Objective.
How many lines of the records below contain the word "water"? Reply with the number alone.

─── Exercise material ───

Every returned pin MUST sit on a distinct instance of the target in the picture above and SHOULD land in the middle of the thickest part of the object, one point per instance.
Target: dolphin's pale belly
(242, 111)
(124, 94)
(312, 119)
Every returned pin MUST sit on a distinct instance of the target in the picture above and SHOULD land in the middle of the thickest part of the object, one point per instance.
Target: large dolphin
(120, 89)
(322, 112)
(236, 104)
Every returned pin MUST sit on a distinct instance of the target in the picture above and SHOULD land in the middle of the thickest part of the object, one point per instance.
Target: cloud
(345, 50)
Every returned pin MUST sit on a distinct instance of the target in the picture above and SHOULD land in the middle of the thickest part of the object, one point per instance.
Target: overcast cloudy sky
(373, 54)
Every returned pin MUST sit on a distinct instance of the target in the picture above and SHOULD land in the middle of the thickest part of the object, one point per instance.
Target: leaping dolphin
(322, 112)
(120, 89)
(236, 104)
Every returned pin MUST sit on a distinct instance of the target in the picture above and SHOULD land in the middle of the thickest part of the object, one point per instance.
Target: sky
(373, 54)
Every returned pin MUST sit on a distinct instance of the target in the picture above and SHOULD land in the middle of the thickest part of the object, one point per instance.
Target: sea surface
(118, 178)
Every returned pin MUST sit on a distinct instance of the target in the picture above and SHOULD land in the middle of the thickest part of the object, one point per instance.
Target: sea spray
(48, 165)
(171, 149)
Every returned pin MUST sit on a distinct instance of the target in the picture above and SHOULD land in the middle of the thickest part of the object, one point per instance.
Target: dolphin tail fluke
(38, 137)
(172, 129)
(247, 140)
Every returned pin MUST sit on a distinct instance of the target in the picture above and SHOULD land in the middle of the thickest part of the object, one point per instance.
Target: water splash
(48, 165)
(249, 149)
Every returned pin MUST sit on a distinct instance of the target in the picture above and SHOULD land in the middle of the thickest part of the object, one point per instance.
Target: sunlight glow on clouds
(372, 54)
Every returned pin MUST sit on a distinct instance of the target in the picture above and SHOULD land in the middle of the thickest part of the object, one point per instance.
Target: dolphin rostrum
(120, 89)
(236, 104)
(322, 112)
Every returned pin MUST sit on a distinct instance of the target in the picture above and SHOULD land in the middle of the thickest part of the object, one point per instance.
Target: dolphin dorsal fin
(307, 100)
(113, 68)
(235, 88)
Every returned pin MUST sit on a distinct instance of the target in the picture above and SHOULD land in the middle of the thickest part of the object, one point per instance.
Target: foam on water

───

Right answer.
2